Excerpt:
We were lucky with the room layout, it was 12’ at the front, 15’ at the back and 28’ long. The odd room size with a diagonal side wall is perfect for breaking up standing sound waves. I covered the other wall with a large hand sewn quilt my mother made me, this also helps absorb sound.

The room was designed with a large built in unit to house the equipment and media right from the get go. My inspiration for this came from Tim Eckel’s Sanyo PLV-Z2 Home Theater design. I chose to locate it right by the door as I thought the first thing one would want to do when entering the room is load media. I made the unit wide enough to handle two stacks of equipment side by side. It has 5 very large drawers that are just the perfect height for DVD’s and CD’s stacked on end label side up. The rear of the unit is in the laundry room and has two doors covering it. So it is completely accessible from the back as is the un-finished area above it where all the cabling arrives. I built the unit myself, $1000 of oak and at least week of evenings. Well worth it even though I can never take it with me.

I designed a box in the ceiling to be right above the projector, it has 120v power for the projector and conduits to both the home office desk location and built in equipment unit as well as some space for bundles of cabling or whatever else might need to be there. This worked out great. I used in-expensive PVC built-in-vacuum piping for the conduits. During the construction phase I wired the room up with 7 speaker wires and several coax runs for subs both at front and rear, and 3 runs at the front for component video should a future owner not be using a projector setup. I used standard construction grade 14ga speaker wire as required by building code for in-the-wall construction. We mounted plywood backer boards at each speaker location to support speakers. I also ran power and control for an electric screen even though I wasn’t using one.

Because this room was in our basement and the living area just above, it was important for us to minimize sound from the home theater room reaching other areas of the house. (Actually mostly because we have a growing teen w/friends.) We used re-silent bars on the ceiling and hung drywall from them, we used quiet zone insulation in the ceiling and the wall adjoining the rest of the basement and most importantly I used plenty of acoustical sealant anywhere I could find a space between walls in the rough construction phase. We calculated the additional cost of sound dampening at about $300.00

We finished the drywall ceiling with a splatter texture and after much hesitation and bravery we painted it a deep chocolate brown to cut down on reflective light. The walls are a walnut color. We put recessed pot lights on two sets of dimmers, one for most of the lights and one for the lights just by the screen. This allowed us to have dim general lighting while the lights nearest the screen were completely off.

Short exercise:
Continue the account of building the basement home theater from its last sentence. The lines after this have no connection to the home theater text.

Information supplied:
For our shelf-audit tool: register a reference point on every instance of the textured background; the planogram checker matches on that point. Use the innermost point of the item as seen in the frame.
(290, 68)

The reply:
The projector is a Mitsubishi HC-3000 DLP. I choose it for it’s brightness and contrast after an acceptable review on Projector Central and viewing and comparing several models in a local store. I used a Da-Lite 133” screen, which is almost as wide as the front of the room. I have 11” to spare on each side, just enough for the side mount speakers. The AV receiver is a Yamaha RXV-657 7.1 channel and I am using Sinclair Audio speakers (which are made in Canada!). After I used the room about twice I went out and bought a Lutron light controller from Home Depot about as fast as I could drive. I have recently added a Logitech Harmony remote (really just to please the rest of the family).

**Note, in the pictures the projector is in Echonomy mode (dimmer) with irus closed (even dimmer yet, but more contrast) and it's fine at 133" for us.

Summary of costs:
Framing, Drywall, carpet, paint, pot lights: about $3500
Additional materials for sound dampening room: about $300
Built in equipment/media unit (marerials only): $1000
Wiring (speakers, coax, Ethernet, telephone) $200
Speakers: 2 SA towers, two SA sides, 2 SA subs and cheap center and rears $2800
Projector: $4500
133” Screen: $800
AV Receiver: $800
Lutron Light controller: $80
DVD Player: $200
Logitech Harmony Remote: $200

All pricing is materials only in Canadian dollars, I did the work myself (with the help of my future wife of course).

The Results:

We have used the room for 8 months now and we love it. The 133” screen size is great and together with the sound system we think it’s as good as the cinema. If your audience jumps and screams you know you have done well. If you scare yourself you feel really good.

The box above the projector and the conduits have proven to be very useful. I have already changed things a couple of times and the flexibility is great. The only thing is I wish I would have put it just beside the projector instead of right above it.

The sound dampening efforts were well worth it. Although it does not cut the sound from getting to the rest of the house completely we can have a quiet conversation just above the room and barely be aware that someone is watching an action movie just below at -20db on the Yamaha. On the second floor the system is un-detectable other than the occasional car bomb which is barely noticeable.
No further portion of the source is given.